PROBLEMS TO SOLVE:
(1) From the piece on Deep Space Nine games, write out the part starting at "Couple this with" and ending at "on her chin.".
(2) In the piece on Deep Space Nine games, what was the cancelled game in development called?
(3) List every character that the piece on Deep Space Nine games names in its first paragraph, about The Next Generation.

SELECTED PASSAGE:
As a counter, in The Next Generation, you could be fairly sure of the status quo. There may be a few changes here and there, like Troi becoming a command officer or Worf's backstory being revealed, but those are minor details. Picard would be giving speeches, Riker would smile smugly and Troi would crash the bloody ship. The Next Generation was conveniently reliable like that.
Deep Space Nine on the other hand was anybody's guess. The premise, of a small mining station that becomes a hub of importance with the discovery of a wormhole to the other side of the galaxy on its doorstep, soon went from 'alien of the week' stories to all out war. Every season was different, from the weak opener with episodes like Move Along Home and If Wishes Were Horses to the political upheavals of the second. As a specific example, it wasn't until the third series that it was revealed that there was a hostile empire called the Dominion on the other side of the wormhole, and that idea itself wasn't invented until almost a couple of years into the show. Even so, any attempt to use the wormhole to tell stories that didn't factor this in was going to seem silly. And Deep Space Nine was anything but silly.
(Probably the worst ever case of this was for Farscape: The Game, which was atrocious anyway, but really suffered particularly from being set at the end of the first series and so focusing on stuff that hadn't meant a damn thing to the show for literally years. Its plot can be summed up as 'a mysterious forest appears on a planet and for some reason you care'. Only it was even duller than this sounds.)
Couple this with the fact that Deep Space Nine was an acquired taste that split Trek fandom, and it's not too surprising that there weren't many games. In fact, there were exactly three on PC, all with a certain "What the hell do we do?" feel of desperation dripping from them. There was another in development, simply called "The Hunt", but it got cancelled and only exists now in this preview. It doesn't look very good though, especially the bit where Science Officer Dax has an arse on her chin.
There is one way to take a trip round Deep Space Nine though, in a form you may have missed: Star Trek Online. It's free to play, and while I don't particularly like the game itself, it is worth finishing the tutorial, closing the quest screen entirely, and heading into the Bajor system to check this bit out. You don't need to level up or do any pre-requisites to board. Just fly there and dock.

DATASET EXTRACT:

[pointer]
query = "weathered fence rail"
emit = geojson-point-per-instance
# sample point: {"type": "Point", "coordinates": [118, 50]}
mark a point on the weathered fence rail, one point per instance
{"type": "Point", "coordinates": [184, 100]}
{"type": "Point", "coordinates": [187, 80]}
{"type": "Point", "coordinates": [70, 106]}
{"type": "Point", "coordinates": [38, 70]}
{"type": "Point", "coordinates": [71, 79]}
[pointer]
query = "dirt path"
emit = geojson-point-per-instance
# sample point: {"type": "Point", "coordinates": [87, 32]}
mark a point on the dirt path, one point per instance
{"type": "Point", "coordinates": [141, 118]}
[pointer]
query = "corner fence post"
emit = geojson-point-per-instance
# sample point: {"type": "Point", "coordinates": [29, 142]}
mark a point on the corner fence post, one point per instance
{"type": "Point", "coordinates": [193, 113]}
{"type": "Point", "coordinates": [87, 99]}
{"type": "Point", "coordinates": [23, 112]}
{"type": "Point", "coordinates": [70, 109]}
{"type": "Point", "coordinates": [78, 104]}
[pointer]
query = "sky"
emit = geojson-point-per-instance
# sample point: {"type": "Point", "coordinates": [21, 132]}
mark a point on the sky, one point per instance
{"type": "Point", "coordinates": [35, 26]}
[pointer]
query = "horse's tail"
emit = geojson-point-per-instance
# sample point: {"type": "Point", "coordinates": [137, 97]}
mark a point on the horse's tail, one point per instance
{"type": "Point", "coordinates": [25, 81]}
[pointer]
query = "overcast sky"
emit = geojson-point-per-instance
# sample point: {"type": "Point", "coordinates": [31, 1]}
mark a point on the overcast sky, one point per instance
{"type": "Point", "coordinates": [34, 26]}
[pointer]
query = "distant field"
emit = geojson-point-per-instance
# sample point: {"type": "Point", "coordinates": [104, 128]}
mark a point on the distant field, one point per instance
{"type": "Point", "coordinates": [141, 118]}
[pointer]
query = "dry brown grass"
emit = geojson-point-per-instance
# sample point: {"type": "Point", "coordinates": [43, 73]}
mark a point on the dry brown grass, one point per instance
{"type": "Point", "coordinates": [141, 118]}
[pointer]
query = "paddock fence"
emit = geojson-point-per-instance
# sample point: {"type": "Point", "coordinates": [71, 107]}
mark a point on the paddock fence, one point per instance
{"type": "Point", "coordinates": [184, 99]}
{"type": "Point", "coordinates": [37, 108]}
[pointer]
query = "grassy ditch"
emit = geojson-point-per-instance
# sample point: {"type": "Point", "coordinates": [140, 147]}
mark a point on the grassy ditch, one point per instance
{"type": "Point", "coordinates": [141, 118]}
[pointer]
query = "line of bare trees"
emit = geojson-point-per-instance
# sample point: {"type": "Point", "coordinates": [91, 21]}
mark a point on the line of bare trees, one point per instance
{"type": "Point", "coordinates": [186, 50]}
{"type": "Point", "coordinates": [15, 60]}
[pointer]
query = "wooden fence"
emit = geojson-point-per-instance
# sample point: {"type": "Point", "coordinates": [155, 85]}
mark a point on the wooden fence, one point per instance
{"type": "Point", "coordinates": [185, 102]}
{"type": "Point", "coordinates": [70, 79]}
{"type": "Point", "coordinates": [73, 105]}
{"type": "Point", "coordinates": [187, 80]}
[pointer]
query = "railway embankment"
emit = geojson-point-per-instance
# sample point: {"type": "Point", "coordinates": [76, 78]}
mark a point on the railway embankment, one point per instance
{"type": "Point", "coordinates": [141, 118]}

FULL ANSWERS:
(1)
Couple this with the fact that Deep Space Nine was an acquired taste that split Trek fandom, and it's not too surprising that there weren't many games. In fact, there were exactly three on PC, all with a certain "What the hell do we do?" feel of desperation dripping from them. There was another in development, simply called "The Hunt", but it got cancelled and only exists now in this preview. It doesn't look very good though, especially the bit where Science Officer Dax has an arse on her chin.

(2) The Hunt

(3) Troi, Worf, Picard, Riker